# Aqueon 1 Gallon Mini Bow Filter Intake Too Strong



## DanielaMarie (Jun 21, 2011)

Hey everyone!

Is there any way to baffle the water intake on the filter of an Aqueon 1 Gallon Mini Bow kit? It appears to be too strong for the CT in the tank.

Thank you.


----------



## LaLaLeyla (Aug 17, 2011)

Well what I did with mine I got some gauze and wrapped it around the filter out take.


----------



## DanielaMarie (Jun 21, 2011)

Will wrapping gauze around the outtake decrease the strength of theintake?


----------



## vilmarisv (Apr 17, 2010)

It will not decrease it much but it will protect your betta's fins. 
I use this sponge for the MiniBows: http://www.petsmart.com/product/index.jsp?productId=3650250
It reduces the intake, protects your betta's fins and it blends in with the rest of the filter. You don't even need to tie it down... fits perfectly.


----------



## DanielaMarie (Jun 21, 2011)

I'll be sure to pick one up tomorrow. Thank you!


----------



## Thunderloon (Feb 6, 2011)

someplace around here I've got instructions on how to add a flow limiter into the pump itself to reduce the speed. Its a plastic sheet cut to fit the impeller housing that has a hole smaller than the intake pipe. Runs great on my #2 hospice tank.

Keep in mind that the only way to reduce the POWER of the filter is to increase the intake surface area, which means either sticking a sponge on it... or wedging a small bottle with lots of holes on! (clean bottle thoroughly)


----------



## Firewood (Oct 7, 2011)

I shoved a small piece of AQ foam into the water outlet (where the water comes out before it contacts the filter). Did the trick nicely. I tried to get the Fluval pre-filter, but they didn't have it at my LFS, so I went with this method.


----------

Prompt 1
Return the part of the Mini Bow filter thread from "Will wrapping gauze" up to and including "your betta's fins.", word for word.
Prompt 2
List every username that posts in the Mini Bow filter thread, naming each only once.
Prompt 3
In the Mini Bow filter thread, what did LaLaLeyla wrap around the filter out take?
The material after this thread comes from a separate source.

Given data
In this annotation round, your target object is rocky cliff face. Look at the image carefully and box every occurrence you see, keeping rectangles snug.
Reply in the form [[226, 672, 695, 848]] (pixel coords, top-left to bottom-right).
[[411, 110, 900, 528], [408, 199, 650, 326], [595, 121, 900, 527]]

Full answer 1
Will wrapping gauze around the outtake decrease the strength of theintake?


----------



## vilmarisv (Apr 17, 2010)

It will not decrease it much but it will protect your betta's fins.

Full answer 2
DanielaMarie, LaLaLeyla, vilmarisv, Thunderloon, Firewood

Full answer 3
Some gauze.